### DOCUMENT EXTRACT
Plain and enhanced computed tomography (CT) scans of the chest, whole abdomen, and pelvic cavity indicated that the left adnexal area showed a mass of 7.6 cm × 4.6 cm × 4.6 cm (Figure 1). We considered it to be a left ovarian malignant tumor, or possibly a granulosa cell tumor or cystadenocarcinoma. No abnormality was found in the right ovary or uterus. There was lymph node metastasis in the paraaortic, pelvic, and bilateral inguinal areas. The largest metastasis was approximately 2.8 cm × 1.9 cm, and liquefied necrotic areas were seen in some parts (Figure 1). Plain and enhanced CT scans of the liver, gallbladder, pancreas, and spleen showed no abnormality and no peritoneal effusion. There was no exudation, cavity, hilar lymph node enlargement, or pleural effusion in the lungs. To exclude a gastrointestinal malignant tumor, painless gastroenteroscopy was performed, and there were no special findings. Because the CT indicated multiple lymph node metastases in the pelvic and abdominal cavities, whole-body positron emission tomography (PET)-CT was conducted to further characterize the scope of tumor metastasis. The results showed that there was an irregular cystic mass on the left side of the pelvic cavity, with a size of 38 mm × 46 mm × 77 mm (Figure 2), uneven density, uneven glucose metabolism, and a slightly increased maximum standard uptake value (SUVmax) of 1.8. We considered the possibility of a malignant tumor on the left side of the pelvic cavity (possibly a left ovarian granulosa cell tumor or cystadenoma). Multiple enlarged lymph node shadows with increased glucose metabolism were seen near the abdominal aorta (below the L3 plane), the left iliac artery, and the left and right sides of the pelvic cavity. The largest one was approximately 20 mm × 22 mm, with a SUVmax of 7.3. Multiple lymph node metastases were therefore considered (Figures 3-5).

Figure 1 CT scan of the patient’s pelvis and abdomen. (A) Plain CT scan of a mass in the left adnexal area (a: mass in the left adnexal area; b: left pelvic lymph node); (B) CT arterial phase of a mass in the left adnexal area; (C) CT venous phase of a mass in the left adnexal area; (D) pelvic lymph node; (E) left para-iliac lymph node; (F) para-aortic lymph node. CT, computed tomography.

### Stored data entries
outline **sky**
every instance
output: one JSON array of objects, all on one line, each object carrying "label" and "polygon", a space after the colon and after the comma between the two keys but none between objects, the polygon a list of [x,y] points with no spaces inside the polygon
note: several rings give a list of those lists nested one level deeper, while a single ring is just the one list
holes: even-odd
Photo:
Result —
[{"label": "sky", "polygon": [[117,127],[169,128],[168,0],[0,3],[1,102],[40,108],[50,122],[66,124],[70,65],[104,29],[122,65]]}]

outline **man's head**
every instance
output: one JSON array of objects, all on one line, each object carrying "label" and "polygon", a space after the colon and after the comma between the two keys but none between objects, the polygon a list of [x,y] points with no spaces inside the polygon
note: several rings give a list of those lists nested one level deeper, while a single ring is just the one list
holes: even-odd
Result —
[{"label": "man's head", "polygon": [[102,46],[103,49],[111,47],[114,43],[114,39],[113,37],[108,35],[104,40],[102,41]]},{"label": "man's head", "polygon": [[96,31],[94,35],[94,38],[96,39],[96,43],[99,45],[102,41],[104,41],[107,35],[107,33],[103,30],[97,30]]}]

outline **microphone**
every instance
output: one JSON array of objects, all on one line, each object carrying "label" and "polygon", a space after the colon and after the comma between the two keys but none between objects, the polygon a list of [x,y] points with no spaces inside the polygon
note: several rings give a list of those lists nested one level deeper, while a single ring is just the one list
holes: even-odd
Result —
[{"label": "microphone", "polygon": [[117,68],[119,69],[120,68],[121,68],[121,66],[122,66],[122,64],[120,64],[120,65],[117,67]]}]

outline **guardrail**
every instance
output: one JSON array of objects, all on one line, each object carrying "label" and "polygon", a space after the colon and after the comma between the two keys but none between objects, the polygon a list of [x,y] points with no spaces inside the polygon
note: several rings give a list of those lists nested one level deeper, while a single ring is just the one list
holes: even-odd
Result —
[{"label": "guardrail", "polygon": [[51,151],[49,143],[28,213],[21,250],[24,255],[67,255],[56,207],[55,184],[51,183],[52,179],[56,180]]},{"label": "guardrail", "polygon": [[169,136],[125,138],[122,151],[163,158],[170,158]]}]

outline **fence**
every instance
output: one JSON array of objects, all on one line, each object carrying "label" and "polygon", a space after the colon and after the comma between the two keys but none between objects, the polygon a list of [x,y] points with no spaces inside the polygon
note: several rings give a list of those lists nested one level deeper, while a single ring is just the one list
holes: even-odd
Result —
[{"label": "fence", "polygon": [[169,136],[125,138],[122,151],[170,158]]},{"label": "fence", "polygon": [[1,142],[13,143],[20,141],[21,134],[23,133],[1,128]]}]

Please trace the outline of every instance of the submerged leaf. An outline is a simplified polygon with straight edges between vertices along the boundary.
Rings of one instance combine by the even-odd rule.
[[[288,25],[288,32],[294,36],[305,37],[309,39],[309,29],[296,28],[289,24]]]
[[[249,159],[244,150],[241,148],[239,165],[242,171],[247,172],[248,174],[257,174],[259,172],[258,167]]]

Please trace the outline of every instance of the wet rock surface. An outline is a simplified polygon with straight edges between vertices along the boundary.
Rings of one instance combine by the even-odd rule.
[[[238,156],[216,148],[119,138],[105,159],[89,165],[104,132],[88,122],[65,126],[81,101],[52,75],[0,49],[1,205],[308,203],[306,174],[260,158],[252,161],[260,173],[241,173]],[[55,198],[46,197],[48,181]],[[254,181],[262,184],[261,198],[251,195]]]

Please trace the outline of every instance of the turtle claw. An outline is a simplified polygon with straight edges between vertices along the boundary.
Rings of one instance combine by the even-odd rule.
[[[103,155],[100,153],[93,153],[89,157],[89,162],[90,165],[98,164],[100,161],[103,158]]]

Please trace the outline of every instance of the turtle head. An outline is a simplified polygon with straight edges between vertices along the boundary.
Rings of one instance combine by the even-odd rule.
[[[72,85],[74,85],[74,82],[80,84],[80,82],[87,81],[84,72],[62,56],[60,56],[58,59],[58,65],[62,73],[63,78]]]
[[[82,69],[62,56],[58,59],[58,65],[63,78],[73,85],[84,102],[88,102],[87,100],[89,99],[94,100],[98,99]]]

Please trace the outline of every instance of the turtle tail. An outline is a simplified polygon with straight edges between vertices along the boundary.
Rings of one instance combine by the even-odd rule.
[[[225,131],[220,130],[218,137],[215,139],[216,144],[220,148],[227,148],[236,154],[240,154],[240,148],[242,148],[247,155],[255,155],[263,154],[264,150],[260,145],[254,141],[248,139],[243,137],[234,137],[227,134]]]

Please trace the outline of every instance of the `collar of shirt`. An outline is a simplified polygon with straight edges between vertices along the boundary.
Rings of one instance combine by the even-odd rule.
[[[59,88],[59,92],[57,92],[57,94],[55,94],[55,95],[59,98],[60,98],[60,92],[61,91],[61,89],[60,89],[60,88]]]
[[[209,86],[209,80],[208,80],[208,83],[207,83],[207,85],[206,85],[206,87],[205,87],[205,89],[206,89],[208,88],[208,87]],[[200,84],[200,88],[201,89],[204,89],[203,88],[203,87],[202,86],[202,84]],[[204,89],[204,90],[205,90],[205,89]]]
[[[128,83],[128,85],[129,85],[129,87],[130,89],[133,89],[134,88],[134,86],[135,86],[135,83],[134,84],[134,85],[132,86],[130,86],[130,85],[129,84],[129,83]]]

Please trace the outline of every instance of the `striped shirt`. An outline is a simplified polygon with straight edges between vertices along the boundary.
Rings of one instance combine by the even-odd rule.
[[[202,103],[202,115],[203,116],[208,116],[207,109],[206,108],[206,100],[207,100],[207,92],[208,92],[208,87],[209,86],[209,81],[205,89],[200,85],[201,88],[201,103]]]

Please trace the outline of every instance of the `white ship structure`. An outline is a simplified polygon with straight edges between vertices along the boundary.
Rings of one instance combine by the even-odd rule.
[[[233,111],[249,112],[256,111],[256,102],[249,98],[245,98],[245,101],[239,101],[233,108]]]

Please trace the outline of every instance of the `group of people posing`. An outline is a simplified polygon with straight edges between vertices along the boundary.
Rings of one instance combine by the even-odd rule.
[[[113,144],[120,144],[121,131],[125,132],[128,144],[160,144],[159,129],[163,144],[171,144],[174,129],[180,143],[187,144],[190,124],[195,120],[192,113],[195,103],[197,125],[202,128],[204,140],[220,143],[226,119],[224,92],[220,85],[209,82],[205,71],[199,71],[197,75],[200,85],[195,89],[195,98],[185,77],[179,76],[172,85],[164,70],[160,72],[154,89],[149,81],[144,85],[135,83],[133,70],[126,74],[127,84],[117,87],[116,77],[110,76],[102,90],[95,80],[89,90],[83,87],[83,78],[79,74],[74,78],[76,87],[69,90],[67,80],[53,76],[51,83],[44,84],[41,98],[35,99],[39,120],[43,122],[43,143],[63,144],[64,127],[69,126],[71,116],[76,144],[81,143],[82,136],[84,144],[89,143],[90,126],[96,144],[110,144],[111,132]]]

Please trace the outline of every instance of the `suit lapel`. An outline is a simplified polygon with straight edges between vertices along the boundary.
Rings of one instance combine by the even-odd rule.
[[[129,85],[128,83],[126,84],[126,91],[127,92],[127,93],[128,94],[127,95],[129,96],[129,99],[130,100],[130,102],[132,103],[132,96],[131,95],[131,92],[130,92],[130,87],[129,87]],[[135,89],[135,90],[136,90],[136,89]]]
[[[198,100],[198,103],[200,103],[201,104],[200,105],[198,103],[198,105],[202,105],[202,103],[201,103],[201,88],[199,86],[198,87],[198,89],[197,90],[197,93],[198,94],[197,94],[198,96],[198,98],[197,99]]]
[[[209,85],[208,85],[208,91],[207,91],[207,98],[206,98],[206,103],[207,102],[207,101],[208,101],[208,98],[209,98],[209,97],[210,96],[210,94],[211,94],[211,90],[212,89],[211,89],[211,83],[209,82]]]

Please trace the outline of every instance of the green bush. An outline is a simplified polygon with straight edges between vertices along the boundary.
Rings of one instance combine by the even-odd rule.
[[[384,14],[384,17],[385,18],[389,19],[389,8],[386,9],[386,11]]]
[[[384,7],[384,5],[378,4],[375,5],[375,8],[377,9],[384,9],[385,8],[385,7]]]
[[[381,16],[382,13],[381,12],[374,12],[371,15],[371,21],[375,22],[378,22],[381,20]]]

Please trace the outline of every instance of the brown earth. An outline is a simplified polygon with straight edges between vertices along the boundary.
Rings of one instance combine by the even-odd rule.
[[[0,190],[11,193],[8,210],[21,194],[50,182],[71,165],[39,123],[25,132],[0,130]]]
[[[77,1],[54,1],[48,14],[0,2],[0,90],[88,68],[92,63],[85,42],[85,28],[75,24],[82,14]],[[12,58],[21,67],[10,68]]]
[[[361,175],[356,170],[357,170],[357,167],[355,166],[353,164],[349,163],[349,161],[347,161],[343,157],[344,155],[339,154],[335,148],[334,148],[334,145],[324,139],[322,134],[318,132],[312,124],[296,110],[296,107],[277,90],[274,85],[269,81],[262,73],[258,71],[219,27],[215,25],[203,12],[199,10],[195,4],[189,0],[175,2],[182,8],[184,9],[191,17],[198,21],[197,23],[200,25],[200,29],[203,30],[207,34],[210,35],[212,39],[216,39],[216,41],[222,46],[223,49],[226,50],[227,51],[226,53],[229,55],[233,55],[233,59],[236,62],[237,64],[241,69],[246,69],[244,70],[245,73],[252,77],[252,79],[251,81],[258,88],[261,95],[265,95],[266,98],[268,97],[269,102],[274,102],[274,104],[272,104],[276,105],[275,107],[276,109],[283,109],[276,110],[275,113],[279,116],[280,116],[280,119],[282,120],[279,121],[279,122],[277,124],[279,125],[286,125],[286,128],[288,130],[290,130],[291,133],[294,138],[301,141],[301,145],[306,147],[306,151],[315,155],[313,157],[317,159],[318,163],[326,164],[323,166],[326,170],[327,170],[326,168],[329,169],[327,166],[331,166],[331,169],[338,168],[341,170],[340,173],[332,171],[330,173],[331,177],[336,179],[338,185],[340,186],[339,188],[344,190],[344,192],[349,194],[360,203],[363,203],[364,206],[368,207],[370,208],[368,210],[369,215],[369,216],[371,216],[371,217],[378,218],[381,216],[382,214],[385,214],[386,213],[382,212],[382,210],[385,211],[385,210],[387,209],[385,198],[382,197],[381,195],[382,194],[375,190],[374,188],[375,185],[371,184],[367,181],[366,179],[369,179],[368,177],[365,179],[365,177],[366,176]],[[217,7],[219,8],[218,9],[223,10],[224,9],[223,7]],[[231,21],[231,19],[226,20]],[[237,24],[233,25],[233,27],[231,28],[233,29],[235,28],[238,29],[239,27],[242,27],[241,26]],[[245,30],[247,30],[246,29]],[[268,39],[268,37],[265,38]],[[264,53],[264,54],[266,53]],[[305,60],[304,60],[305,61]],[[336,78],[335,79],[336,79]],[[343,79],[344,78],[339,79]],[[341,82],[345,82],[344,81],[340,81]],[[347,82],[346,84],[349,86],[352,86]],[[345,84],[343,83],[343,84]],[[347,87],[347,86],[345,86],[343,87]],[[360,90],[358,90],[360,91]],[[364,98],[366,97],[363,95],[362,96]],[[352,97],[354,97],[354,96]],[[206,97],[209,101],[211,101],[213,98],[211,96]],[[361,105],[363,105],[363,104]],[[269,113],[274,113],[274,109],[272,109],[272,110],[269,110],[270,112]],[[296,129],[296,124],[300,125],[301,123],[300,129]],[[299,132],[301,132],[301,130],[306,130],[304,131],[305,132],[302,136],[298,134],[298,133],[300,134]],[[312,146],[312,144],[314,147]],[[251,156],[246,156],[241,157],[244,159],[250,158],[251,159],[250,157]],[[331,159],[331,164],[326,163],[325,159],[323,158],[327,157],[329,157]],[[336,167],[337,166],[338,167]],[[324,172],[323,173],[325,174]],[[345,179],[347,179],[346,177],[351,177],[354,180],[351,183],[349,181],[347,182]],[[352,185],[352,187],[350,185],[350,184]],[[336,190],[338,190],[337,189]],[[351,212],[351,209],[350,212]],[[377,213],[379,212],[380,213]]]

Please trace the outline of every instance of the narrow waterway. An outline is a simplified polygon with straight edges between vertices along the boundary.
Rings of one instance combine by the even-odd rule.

--

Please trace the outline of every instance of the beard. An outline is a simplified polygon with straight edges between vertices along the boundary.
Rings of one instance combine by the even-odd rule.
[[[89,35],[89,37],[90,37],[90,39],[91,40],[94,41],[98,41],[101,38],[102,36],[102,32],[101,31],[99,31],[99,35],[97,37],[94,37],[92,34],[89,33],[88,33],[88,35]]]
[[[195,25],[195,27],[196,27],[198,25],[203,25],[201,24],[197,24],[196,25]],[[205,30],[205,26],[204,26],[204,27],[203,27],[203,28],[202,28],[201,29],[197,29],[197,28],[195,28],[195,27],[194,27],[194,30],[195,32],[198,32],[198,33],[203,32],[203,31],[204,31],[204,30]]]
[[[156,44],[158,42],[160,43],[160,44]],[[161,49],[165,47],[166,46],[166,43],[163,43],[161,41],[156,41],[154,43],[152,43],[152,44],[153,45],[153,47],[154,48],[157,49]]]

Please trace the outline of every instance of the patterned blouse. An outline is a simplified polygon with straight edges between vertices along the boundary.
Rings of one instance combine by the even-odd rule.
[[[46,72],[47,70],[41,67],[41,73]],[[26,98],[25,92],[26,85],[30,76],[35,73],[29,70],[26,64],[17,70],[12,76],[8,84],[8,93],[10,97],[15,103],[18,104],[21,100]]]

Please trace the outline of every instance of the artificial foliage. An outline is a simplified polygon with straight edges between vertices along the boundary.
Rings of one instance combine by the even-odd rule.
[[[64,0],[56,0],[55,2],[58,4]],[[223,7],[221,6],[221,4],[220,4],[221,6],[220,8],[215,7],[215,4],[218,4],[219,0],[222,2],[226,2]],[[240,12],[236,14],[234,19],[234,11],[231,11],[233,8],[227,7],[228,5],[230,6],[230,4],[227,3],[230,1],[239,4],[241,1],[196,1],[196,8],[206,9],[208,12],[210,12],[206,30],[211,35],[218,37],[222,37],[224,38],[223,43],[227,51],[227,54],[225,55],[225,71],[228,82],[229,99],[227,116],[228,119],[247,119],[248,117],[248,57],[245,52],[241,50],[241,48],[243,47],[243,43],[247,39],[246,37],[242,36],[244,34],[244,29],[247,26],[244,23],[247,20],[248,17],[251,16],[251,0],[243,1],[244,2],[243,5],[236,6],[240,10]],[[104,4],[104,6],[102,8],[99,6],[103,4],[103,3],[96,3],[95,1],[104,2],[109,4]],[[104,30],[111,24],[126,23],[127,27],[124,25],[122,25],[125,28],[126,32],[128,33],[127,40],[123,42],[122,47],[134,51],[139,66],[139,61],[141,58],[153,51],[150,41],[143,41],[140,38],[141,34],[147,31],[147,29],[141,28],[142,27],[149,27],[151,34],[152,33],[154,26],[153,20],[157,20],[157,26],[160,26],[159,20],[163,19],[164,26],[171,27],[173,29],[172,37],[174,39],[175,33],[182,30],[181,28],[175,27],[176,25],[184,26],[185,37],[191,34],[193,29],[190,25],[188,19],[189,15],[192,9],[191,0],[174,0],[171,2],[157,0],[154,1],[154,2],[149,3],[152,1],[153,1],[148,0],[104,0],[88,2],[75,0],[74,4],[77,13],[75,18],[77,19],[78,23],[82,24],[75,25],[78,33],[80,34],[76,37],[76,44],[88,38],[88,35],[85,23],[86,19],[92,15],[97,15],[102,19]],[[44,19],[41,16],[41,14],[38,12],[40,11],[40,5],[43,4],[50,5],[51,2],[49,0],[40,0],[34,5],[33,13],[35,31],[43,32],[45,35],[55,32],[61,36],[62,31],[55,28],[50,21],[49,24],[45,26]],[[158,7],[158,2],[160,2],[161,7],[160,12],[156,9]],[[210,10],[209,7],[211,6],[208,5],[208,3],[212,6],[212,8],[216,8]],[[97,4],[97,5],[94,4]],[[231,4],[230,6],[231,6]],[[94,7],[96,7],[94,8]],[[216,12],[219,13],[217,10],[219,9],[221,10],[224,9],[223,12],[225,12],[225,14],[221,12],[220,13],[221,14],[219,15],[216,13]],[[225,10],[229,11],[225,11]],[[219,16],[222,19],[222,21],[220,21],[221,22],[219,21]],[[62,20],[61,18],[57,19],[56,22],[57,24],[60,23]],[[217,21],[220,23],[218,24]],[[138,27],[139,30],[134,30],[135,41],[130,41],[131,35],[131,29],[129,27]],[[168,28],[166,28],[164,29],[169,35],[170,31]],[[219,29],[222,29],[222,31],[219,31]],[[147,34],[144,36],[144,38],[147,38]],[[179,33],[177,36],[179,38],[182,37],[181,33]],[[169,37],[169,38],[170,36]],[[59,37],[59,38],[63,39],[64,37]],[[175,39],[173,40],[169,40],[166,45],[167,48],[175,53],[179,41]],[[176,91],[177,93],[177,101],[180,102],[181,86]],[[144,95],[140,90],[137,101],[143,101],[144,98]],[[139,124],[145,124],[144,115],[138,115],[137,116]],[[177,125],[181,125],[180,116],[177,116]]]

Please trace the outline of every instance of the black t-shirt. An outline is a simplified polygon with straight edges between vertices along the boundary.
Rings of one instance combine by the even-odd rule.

### WORK TO COMPLETE
1. In the case report on the left adnexal mass, list each lettered panel of Figure 1 together with what that panel shows.
2. Resume the case report on the left adnexal mass, picking up right after the caption of Figure 1.

### ANSWERS TO THE EXERCISE
1.
(A) Plain CT scan of a mass in the left adnexal area (a: mass in the left adnexal area; b: left pelvic lymph node)
(B) CT arterial phase of a mass in the left adnexal area
(C) CT venous phase of a mass in the left adnexal area
(D) Pelvic lymph node
(E) Left para-iliac lymph node
(F) Para-aortic lymph node

2.
Figure 2 PET/CT scan of a mass in the left adnexal area (a: mass in the left adnexal area; b: left pelvic lymph node). PET/CT, positron emission tomography/computed tomography.

Figure 3 PET/CT scan of the pelvic lymph node. The arrows indicate hypermetabolic foci of lymph nodes. PET/CT, positron emission tomography/computed tomography.

Figure 4 PET/CT scan of the pelvic lymph node. The arrows indicate hypermetabolic foci of lymph nodes. PET/CT, positron emission tomography/computed tomography.

Figure 5 PET/CT scan of the pelvic lymph node. The arrows indicate hypermetabolic foci of lymph nodes. PET/CT, positron emission tomography/computed tomography.

Because the preoperative CT and PET-CT showed multiple metastases of abdominal paraaortic and pelvic lymph nodes, we considered the possibility of a clinically advanced ovarian cancer. Consequently, an abdominal median longitudinal incision was performed, and laparotomy was conducted. There was no ascites, and no thickening or adhesion of the greater omentum was noted during surgery. The size of the left ovary was approximately 10 cm × 8 cm × 6 cm, the surface was smooth with no breach, and the morphology and appearance of the right ovary and fallopian tube were normal. No tumor seeding lesions were found on the surface of the peritoneal cavity or peritoneum. The abdominal paraaortic lymph nodes, presacral lymph nodes, and bilateral pelvic lymph nodes were palpable, enlarged to different sizes, and some showed beaded changes. The larger ones were approximately 3 cm × 2 cm × 2 cm. The peritoneal lavage fluid was reserved for pathological examination. The left adnexa was completely removed and sent for intraoperative frozen pathological examination together with part of the right ovarian tissue. The results showed a left ovarian adult-type granulosa cell tumor (AGCT). Due to the patient’s strong desire to preserve her reproductive functions, the surgeon consulted with the patient’s husband about the intraoperative situation and the results of the frozen pathological examinations, to inform him of the patient’s condition and possible prognosis. Ovarian tumor cell reduction surgery, i.e., left adnexectomy + right ovarian biopsy + para-aortic lymph node dissection near the main abdominal artery + pelvic lymph node dissection + greater omentum resection, was finally performed to preserve the reproductive functions. The scope of the lymph node dissection reached 2 cm above the inferior mesenteric artery, below the deep iliac circumflex vein, outward to the surface of the psoas major muscle, inward to the outer edge of closed umbilical artery and internal iliac vein, and downward to the obturator nerve.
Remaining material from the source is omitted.